____ TEXTE SOURCE
Le test de la naturopathie pour se réconcilier avec son assiette et son ventre

– Exactement. Ensuite, j’ai commencé ma formation de prof de yoga. J’avais découvert ça quelques années auparavant. Parmi les autres élèves, il y avait une naturopathe. Je me suis dit : « tiens, tentons une nouvelle approche ». Je m’entendais bien avec la fille en question et on a tout de suite accroché.

– C’était dans quel but, l’approche naturo ?

– J’avais des douleurs digestives chroniques…

– Hé bé oui, c’est assez logique.

– En effet : c’est assez logique quand on passe son temps à se restreindre et à se faire un repas énorme le soir. Sauf qu’en fait, comme je ne me présentais pas vraiment comme ça au monde, pas même au monde médical….

– Ni même peut-être à toi-même, au final ?

– Oui. Pour moi, c’était juste que je mangeais beaucoup le soir, mais ce n’était pas dramatique… Je n’avais pas vraiment conscience d’être encore dans l’anorexie, même adulte.
________
____ CONTENU DES DONNÉES
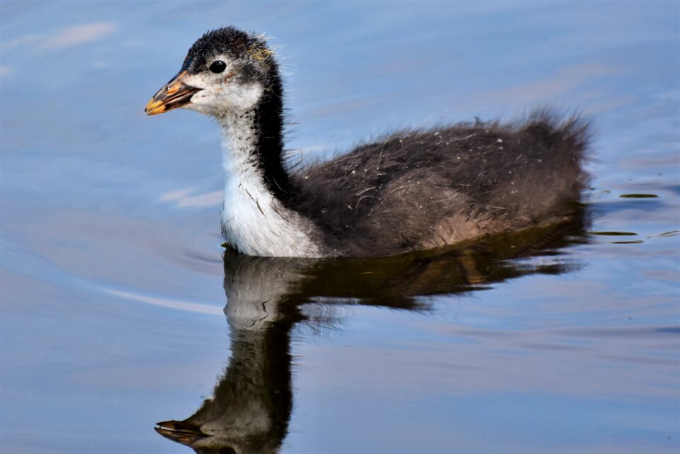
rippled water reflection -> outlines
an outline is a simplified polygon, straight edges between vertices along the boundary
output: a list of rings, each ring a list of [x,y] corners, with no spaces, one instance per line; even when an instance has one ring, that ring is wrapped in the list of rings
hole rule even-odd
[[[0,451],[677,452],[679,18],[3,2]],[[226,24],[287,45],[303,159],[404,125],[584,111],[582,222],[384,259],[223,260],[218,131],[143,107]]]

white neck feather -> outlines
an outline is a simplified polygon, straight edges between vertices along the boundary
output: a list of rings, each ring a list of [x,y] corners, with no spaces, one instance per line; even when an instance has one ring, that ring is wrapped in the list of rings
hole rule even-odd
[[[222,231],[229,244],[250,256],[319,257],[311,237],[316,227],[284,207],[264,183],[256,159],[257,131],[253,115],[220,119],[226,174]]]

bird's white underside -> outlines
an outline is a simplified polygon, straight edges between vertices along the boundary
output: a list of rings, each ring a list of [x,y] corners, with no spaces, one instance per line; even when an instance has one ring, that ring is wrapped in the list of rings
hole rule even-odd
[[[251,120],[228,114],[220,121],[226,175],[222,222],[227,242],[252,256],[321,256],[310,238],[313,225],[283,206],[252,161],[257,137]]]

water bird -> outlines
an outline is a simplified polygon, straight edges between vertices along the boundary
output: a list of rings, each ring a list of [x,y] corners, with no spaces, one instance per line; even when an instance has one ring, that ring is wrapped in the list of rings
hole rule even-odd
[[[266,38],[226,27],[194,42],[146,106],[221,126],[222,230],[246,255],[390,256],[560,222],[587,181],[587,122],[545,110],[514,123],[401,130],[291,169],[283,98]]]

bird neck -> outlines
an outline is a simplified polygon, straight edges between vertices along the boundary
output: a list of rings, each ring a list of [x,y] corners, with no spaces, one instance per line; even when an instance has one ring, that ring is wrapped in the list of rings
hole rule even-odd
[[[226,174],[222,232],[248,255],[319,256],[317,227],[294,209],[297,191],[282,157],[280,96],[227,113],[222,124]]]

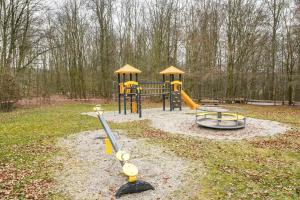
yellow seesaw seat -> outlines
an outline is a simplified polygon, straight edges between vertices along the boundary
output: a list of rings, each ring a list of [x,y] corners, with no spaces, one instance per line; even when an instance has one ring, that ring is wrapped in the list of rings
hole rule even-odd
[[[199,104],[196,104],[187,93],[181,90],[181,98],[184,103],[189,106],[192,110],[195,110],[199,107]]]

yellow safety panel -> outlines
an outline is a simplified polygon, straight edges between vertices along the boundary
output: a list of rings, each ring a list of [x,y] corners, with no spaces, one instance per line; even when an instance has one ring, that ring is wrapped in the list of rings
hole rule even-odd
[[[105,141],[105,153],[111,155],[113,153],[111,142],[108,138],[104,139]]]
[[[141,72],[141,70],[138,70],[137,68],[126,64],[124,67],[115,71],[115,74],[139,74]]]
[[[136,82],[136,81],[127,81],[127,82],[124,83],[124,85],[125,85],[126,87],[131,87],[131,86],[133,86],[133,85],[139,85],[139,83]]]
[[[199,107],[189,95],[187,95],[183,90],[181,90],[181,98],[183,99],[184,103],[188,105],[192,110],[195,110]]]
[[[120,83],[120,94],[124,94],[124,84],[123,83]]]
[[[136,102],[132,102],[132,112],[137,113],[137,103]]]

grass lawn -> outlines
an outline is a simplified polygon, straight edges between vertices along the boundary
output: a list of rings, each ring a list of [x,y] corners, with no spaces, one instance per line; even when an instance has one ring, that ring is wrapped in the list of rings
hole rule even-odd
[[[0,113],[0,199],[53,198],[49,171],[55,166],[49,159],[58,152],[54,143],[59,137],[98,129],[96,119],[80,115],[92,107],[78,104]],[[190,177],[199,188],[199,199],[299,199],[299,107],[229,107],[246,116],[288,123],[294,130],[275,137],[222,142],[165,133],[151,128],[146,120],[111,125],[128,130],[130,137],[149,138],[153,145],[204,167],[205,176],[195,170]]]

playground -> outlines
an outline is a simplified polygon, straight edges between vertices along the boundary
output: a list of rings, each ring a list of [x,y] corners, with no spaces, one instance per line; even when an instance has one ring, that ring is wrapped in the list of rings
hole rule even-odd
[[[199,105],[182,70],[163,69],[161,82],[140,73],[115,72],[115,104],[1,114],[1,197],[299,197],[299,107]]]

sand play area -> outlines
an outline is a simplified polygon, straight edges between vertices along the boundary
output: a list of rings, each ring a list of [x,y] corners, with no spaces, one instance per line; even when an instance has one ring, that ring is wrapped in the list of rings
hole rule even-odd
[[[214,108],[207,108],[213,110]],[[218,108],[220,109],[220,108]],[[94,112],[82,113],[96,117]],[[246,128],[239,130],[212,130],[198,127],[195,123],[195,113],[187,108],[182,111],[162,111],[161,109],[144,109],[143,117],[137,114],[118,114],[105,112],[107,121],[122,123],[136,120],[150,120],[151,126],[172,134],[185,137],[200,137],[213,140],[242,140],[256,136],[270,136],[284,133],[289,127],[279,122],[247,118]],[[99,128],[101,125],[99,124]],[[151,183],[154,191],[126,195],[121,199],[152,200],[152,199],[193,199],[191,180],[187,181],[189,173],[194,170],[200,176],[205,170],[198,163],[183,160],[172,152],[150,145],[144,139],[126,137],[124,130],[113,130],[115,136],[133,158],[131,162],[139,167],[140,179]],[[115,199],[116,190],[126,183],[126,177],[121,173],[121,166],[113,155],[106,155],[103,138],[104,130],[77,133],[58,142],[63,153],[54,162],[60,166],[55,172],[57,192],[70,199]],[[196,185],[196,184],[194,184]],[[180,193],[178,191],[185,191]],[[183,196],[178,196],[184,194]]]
________
CONSIGNES »
1: D'après le texte sur la naturopathie, quel problème de santé a poussé la personne interrogée à tenter l'approche naturopathique ?
2: Reprenez le texte sur la naturopathie et prolongez-le à partir de sa dernière réplique.
Le matériel n'est pas nécessaire pour cet exercice.

RÉPONSES CI-DESSOUS »
1: Des douleurs digestives chroniques.

2:
– C’était comme si tu prenais un seul et unique repas qui couvrait tes besoins, en tout cas tes besoins caloriques, en une seule fois.

– C’est ça.

– C’est un peu compliqué pour le système digestif, en effet.

– Mais je n’en avais pas du tout conscience !

– Les maux de ventre étaient donc la porte d’entrée pour la naturopathie, si je comprends bien ?

– C’est ça. Sachant que j’avais déjà testé cette approche, pour mes problèmes d’infertilité. Je n’en étais pas à ma première consultation, je connaissais le process… Je me suis dit : « avec quelqu’un de nouveau, essayons »… J’ai fait le fameux test sanguin des intolérances alimentaires, qui a révélé que j’étais intolérante à tous les aliments du monde ou presque.

– Ah mince ! Ce n’allait pas t’arranger pour la suite.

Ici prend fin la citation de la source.